=== DOCUMENT PASSAGE ===
------------------------------
Where do Political Scientists Work?

Where do Political Scientists work?
Political Science is one of the most common majors in American universities, and so it’s usually not necessary to say too much about what someone does with a political science degree after graduation from college. The following is (roughly) ordered in terms of the frequency with which our majors pursue these careers.

Like all the disciplines in the liberal arts, a degree in political science is not a vocational or professional degree. It is not intended to provide training for any one specific career. Nevertheless, an undergraduate major in political science is appropriate and valuable preparation for a wide variety of careers. Any professional whose work involves the public domain would benefit from the knowledge gained and the critical skills developed as a political science major.

Political science majors follow varied paths after graduation. A recent survey reported that 56 percent of the graduating political science majors intended to seek immediate employment while another 37 percent planned to pursue graduate or professional education. Of the latter, 74 percent were headed for law school.

In the longer run, a larger proportion of those planned to pursue advanced education, envisioned business school (21 percent) and social sciences graduate study (10.5 percent). A relatively smaller proportion perceived themselves in law school (50.5 percent). Eventually, 50 percent of those with post-graduate education plans intended to seek a Juris Doctor (J.D.) degree, 4.9 percent a doctor of philosophy (Ph.D.) degree, and
5.9 percent a medical doctor (M.D.) degree. Graduating Political Science majors who planned to enter the workforce intended primarily to enter business (29.2 percent), media, advertising or journalism (15.3 percent), and government or politics (12.5 percent).

Former political science majors hold a wide variety of responsible positions. By majoring in political science, previous University of Nevada Reno undergraduates have enjoyed access to numerous and different careers in the public and private sectors.

Law is by far the most frequent profession that political science majors follow, and UNR majors are no exception. UNR graduates range from private practice to corporate law.  LSAT and law school information are available in the Political Science office.

Management consultant
UNR graduates range all over the map in their management consulting careers. Some follow the traditional track that’s so common nowadays at UNR, while some others enter consulting after beginning other career paths.
------------------------------
=== EXTRACTED MATERIAL ===
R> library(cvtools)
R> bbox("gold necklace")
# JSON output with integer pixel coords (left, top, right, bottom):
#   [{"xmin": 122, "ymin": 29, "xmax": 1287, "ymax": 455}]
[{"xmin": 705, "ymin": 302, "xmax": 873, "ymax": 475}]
------------------------------
=== EXERCISE TASKS ===
A: According to the passage on political science careers, what share of graduating majors who planned graduate or professional education were headed for law school?
B: Reproduce the passage on political science careers word for word, starting at "Political science majors follow varied" and ending at "for law school.".
C: Based on the passage on political science careers, why is it usually not necessary to say much about what someone does with a political science degree after graduation?

=== RESULTS FOR THE EXERCISE ===
A: 74 percent

B:
Political science majors follow varied paths after graduation. A recent survey reported that 56 percent of the graduating political science majors intended to seek immediate employment while another 37 percent planned to pursue graduate or professional education. Of the latter, 74 percent were headed for law school.

C: Political science is one of the most common majors in American universities, so it usually needs little explanation.